■ Parts of the exercise
A – In the commentary on 2 Peter 3:9, which passage is cited to show that God's patience was exercised toward those who despised it in the days of Noah?
B – From the commentary on 2 Peter 3:9, print the passage starting at "[2 Pet. 3:9.]" and ending at "them should perish.".

John Davenant (1572–1641) on 2 Peter 3:9

   Posted by: CalvinandCalvinism   in 2 Peter 3:9


[2 Pet. 3:9.]

Not willing that any should perish, but that all should come to repentance, &c.

This Scripture is not so liable to the exceptions against the former testimony. For it is a negative proposition, and must be taken distributively: and therefore speaks that in plain terms which is contrary to absolute reprobation.1

That which is usually replied, is, that the persons here spoken of, are the elect only, and such as truly believe; God is not willing that any of them should perish.

But the contrary appears in the text. For the persons here mentioned, are those toward whom God exercises much patience and long-suffering, as it is in the words next going before And who are they? Are they the elect? Are they believers only? No, but reprobates rather, who die for their contempt of grace. For it is apparent by Scriptures, that God does patiently expect the conversion even of them that are never changed, but die in their sins: as we may see, 1 Pet 3:19, 20, where we read that the patience of God was exercised towards those, who in the days of Noah despised it, and went to prison, that is to hell for it. Yea, of all men, reprobates are the truest and most proper objects of God’s patience: as we may see, Rom. 2:4, where St. Paul speaking of such as go in sin, that God uses patience towards them, “that he might lead them to repentance.” And, Rom. 9:22, “He endures,” says the text, “with much long-suffering the vessels of wrath fitted with destruction.” In the fifth of Isaiah, vers. 2, and in the 65th chap. vers 2, we may see the same thing. Reprobates therefore as well as others, nay rather than others, does Peter here speak of, and says, that God would have none of them perish: If they do perish, it is their own fault and folly, and not God’s absolute pleasure, who would have no man perish.

■ Extracted material
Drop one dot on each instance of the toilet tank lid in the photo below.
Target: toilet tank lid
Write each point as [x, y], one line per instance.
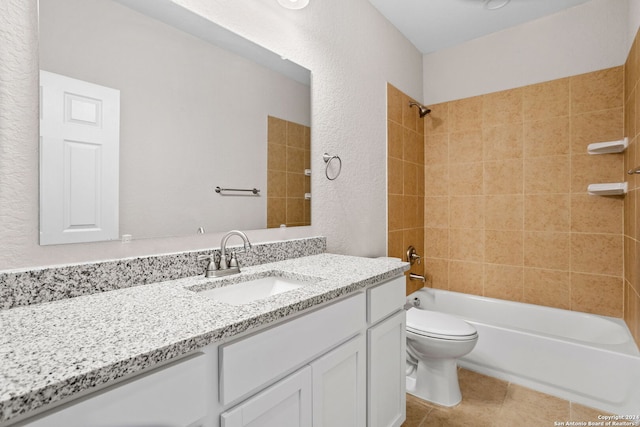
[428, 321]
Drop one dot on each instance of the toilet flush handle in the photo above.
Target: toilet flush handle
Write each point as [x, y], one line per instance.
[412, 256]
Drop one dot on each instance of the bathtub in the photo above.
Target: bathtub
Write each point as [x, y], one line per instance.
[584, 358]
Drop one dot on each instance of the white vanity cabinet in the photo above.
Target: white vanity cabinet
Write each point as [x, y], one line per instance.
[338, 365]
[326, 345]
[386, 353]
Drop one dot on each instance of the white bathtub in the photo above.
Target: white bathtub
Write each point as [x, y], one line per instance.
[584, 358]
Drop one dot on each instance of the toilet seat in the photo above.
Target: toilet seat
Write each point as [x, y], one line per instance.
[438, 325]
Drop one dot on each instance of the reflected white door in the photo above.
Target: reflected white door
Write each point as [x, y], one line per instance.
[79, 149]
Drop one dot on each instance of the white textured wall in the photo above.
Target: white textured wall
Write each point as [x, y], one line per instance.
[585, 38]
[352, 52]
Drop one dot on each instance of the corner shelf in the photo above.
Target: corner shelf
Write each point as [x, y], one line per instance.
[608, 189]
[610, 147]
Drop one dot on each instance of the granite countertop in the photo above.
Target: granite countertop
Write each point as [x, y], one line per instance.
[52, 350]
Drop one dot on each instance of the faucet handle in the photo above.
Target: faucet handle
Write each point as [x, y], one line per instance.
[211, 265]
[205, 257]
[233, 262]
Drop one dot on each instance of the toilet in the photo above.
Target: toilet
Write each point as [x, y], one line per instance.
[435, 341]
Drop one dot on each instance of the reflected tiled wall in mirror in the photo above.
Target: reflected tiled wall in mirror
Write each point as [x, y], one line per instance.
[288, 156]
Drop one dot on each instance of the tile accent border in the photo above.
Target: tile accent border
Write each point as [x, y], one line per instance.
[35, 286]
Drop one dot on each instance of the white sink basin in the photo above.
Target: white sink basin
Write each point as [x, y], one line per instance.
[253, 290]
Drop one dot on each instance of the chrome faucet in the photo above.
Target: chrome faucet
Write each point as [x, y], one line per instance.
[233, 262]
[221, 264]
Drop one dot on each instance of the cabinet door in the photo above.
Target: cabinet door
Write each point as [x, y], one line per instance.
[386, 372]
[339, 386]
[285, 404]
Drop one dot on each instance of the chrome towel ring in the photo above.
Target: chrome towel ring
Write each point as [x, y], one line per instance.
[328, 158]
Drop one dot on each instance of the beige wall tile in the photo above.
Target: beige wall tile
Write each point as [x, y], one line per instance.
[466, 277]
[466, 244]
[436, 180]
[503, 190]
[632, 209]
[276, 157]
[412, 217]
[436, 149]
[395, 244]
[414, 237]
[410, 173]
[630, 162]
[502, 107]
[586, 169]
[466, 212]
[295, 210]
[596, 126]
[276, 184]
[504, 212]
[590, 214]
[548, 137]
[597, 253]
[295, 185]
[546, 100]
[465, 114]
[437, 273]
[547, 175]
[395, 145]
[394, 104]
[599, 90]
[550, 288]
[465, 179]
[438, 119]
[295, 135]
[413, 146]
[410, 115]
[437, 242]
[630, 71]
[276, 130]
[503, 177]
[504, 282]
[551, 250]
[295, 160]
[465, 146]
[395, 172]
[395, 212]
[436, 212]
[637, 107]
[276, 212]
[597, 294]
[502, 142]
[630, 116]
[547, 212]
[504, 247]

■ Set of answers
A – 1 Pet 3:19, 20

B –
[2 Pet. 3:9.]

Not willing that any should perish, but that all should come to repentance, &c.

This Scripture is not so liable to the exceptions against the former testimony. For it is a negative proposition, and must be taken distributively: and therefore speaks that in plain terms which is contrary to absolute reprobation.1

That which is usually replied, is, that the persons here spoken of, are the elect only, and such as truly believe; God is not willing that any of them should perish.